Exercise goal: Please copy the entries below line for line, leaving out the pictures.
* * *
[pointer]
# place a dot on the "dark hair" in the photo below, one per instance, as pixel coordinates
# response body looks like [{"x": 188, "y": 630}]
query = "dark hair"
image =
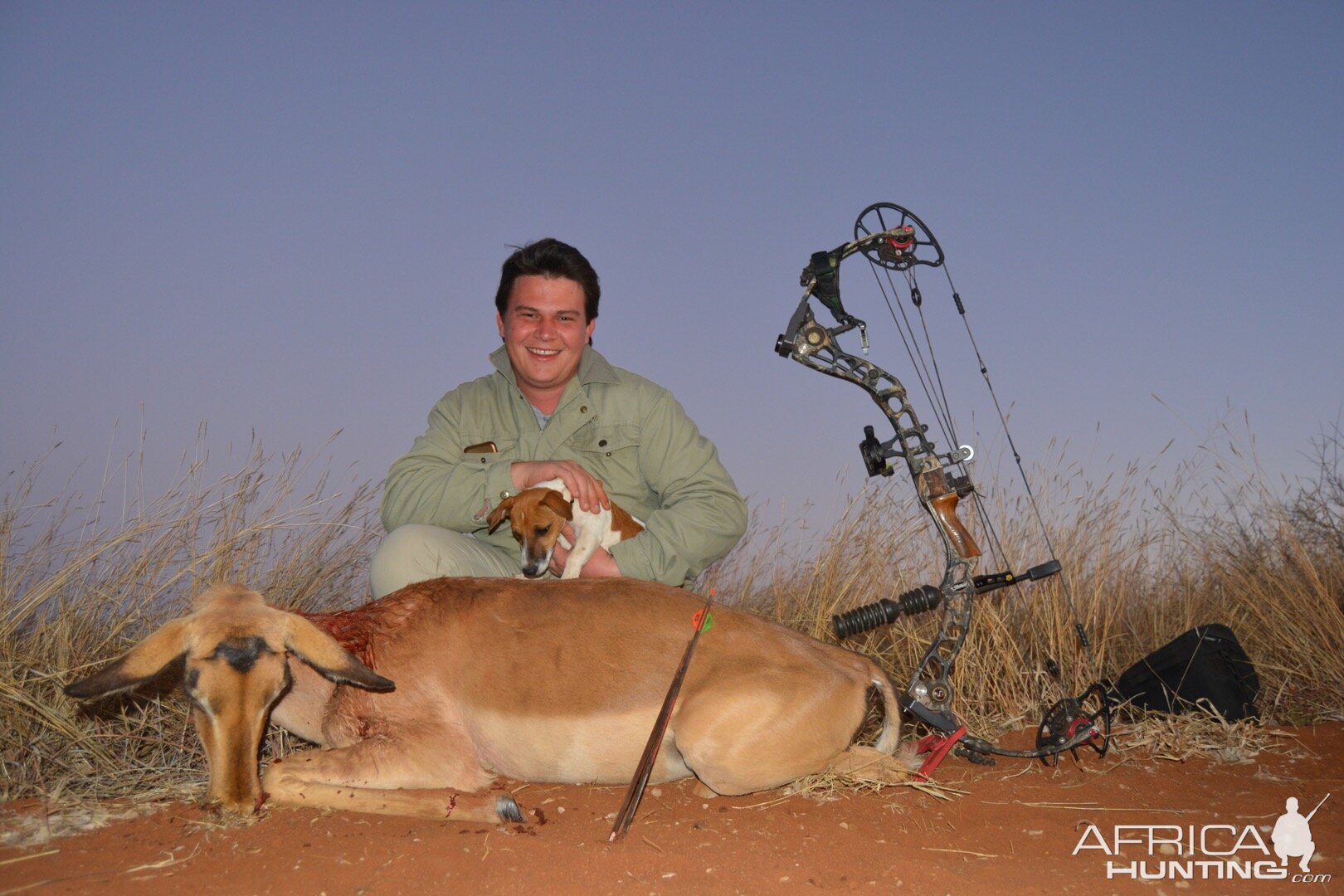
* * *
Solution for this problem:
[pointer]
# place a dot on the "dark hair" in the photo below, one per instance, as pixel coordinates
# response body looks like [{"x": 188, "y": 630}]
query = "dark hair"
image =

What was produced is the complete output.